Kaynak Metin:

☆ ☆ ☆ ☆ ☆ ☆ ☆

Faik Öztrak: Tek adam rejiminin Türkiye'yi getirdiği yer fiili diktatörlüktür

Faik Öztrak: Tek adam rejiminin Türkiye'yi getirdiği yer fiili diktatörlüktür
'Enis Berberoğlu'nun milletvekilliğinin düşürülmesi, 20 temmuz sivil darbesinin yeni bir adımıdır.'

CHP Genel Başkan Yardımcısı ve Parti Sözcüsü Faik Öztrak, gündeme dair açıklamalar yaptı. Öztrak, sadece Enis Berberoğlu'nun milletvekilliğinin düşürülerek tutuklanmasına sert sözlerle tepki gösterdi. Öztrak "Tek adam rejiminin Türkiye'yi getirdiği yer fiili diktatörlüktür" dedi.

CHP Sözcü Faik Öztrak, düzenlediği basın toplantısında dün gece açıklanıp, bugün iptal edilen sokağa çıkma yasağı kararını eleştirdi.

Öztrak'ın açıklamasından satır başları şöyle:

"İlginç zamanlarda yaşayasın" diye bir Çin deyişi var. Aslında bu bir beddua. İnsanlık işte böyle ir zamandan geçiyor. Bir yandan sağlığı tehdit eden Korona salgını, diğer yandan hızla tırmanan sosyal tansiyon 2020'yi şimdiden son birkaç yüzyılın en ilginç zamanlarından biri yaptı.

Dünya adeta b ir araftan geçiyor. Bu işin sonunda nasıl bir durumla karşılaşacağımız konusunda kafalar karışık. Ancak öyle anlaşılıyor ki, beşeri ve fiziki sermayesini koruyabilen, üretim kapasitesine sahip çıkabilen, sorunları demokrasiyle ve toplumsal dayanışma ile çözebilen, istişare ile sorunlara çözüm üretebilen ülkeler bu dönemin sonunda rakiplerine fark atacak.

☆ ☆ ☆ ☆ ☆ ☆ ☆

Öğeler:
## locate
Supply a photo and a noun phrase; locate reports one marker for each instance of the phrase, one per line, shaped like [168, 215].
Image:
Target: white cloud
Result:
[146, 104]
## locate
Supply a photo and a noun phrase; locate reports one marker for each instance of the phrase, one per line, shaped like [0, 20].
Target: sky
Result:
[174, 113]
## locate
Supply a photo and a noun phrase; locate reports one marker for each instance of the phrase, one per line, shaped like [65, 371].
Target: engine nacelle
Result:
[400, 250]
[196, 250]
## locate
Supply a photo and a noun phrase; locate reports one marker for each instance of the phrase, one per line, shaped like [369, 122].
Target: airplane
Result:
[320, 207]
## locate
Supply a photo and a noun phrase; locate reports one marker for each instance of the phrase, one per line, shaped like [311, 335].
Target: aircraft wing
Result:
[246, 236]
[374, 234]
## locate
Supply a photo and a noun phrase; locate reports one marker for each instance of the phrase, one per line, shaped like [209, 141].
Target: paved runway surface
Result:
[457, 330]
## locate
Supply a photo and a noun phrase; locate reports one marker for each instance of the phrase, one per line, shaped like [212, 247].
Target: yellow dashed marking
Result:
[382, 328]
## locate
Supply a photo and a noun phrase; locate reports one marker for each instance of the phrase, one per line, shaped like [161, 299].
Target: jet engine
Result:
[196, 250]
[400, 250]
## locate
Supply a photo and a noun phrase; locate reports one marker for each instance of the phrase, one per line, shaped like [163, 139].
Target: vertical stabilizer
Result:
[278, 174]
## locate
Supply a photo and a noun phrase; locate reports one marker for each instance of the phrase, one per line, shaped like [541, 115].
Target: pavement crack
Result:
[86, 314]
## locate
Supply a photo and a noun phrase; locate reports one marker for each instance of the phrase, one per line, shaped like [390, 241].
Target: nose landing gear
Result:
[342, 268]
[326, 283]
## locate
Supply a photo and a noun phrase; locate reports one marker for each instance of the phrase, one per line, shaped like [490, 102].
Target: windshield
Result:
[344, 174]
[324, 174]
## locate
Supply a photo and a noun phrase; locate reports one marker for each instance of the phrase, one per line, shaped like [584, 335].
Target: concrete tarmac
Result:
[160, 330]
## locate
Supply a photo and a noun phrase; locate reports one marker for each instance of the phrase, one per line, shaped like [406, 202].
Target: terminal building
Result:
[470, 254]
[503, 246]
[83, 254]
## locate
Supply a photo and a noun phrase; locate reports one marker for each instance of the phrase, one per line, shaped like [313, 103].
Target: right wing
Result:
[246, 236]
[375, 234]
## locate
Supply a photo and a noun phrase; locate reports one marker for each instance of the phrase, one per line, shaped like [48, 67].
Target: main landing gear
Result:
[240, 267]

☆ ☆ ☆ ☆ ☆ ☆ ☆

Yapılacak İşler:
a) Kaynak metne göre, bu dönemin sonunda rakiplerine fark atacağı belirtilen ülkelerin niteliklerini sıralayın.
b) Kaynak metinde Faik Öztrak'ın CHP'deki görevleri nelerdir?
c) Kaynak metinden bir bölümü aynen aktarın: "Dünya adeta b" sözcüklerinin geçtiği yerden başlayın, "rakiplerine fark atacak." sözcüklerinden sonra bitirin.

Çözümlü Yanıtlar:
a)
- Beşeri ve fiziki sermayesini koruyabilen
- Üretim kapasitesine sahip çıkabilen
- Sorunları demokrasiyle ve toplumsal dayanışma ile çözebilen
- İstişare ile sorunlara çözüm üretebilen

b) CHP Genel Başkan Yardımcısı ve Parti Sözcüsü.

c)
Dünya adeta b ir araftan geçiyor. Bu işin sonunda nasıl bir durumla karşılaşacağımız konusunda kafalar karışık. Ancak öyle anlaşılıyor ki, beşeri ve fiziki sermayesini koruyabilen, üretim kapasitesine sahip çıkabilen, sorunları demokrasiyle ve toplumsal dayanışma ile çözebilen, istişare ile sorunlara çözüm üretebilen ülkeler bu dönemin sonunda rakiplerine fark atacak.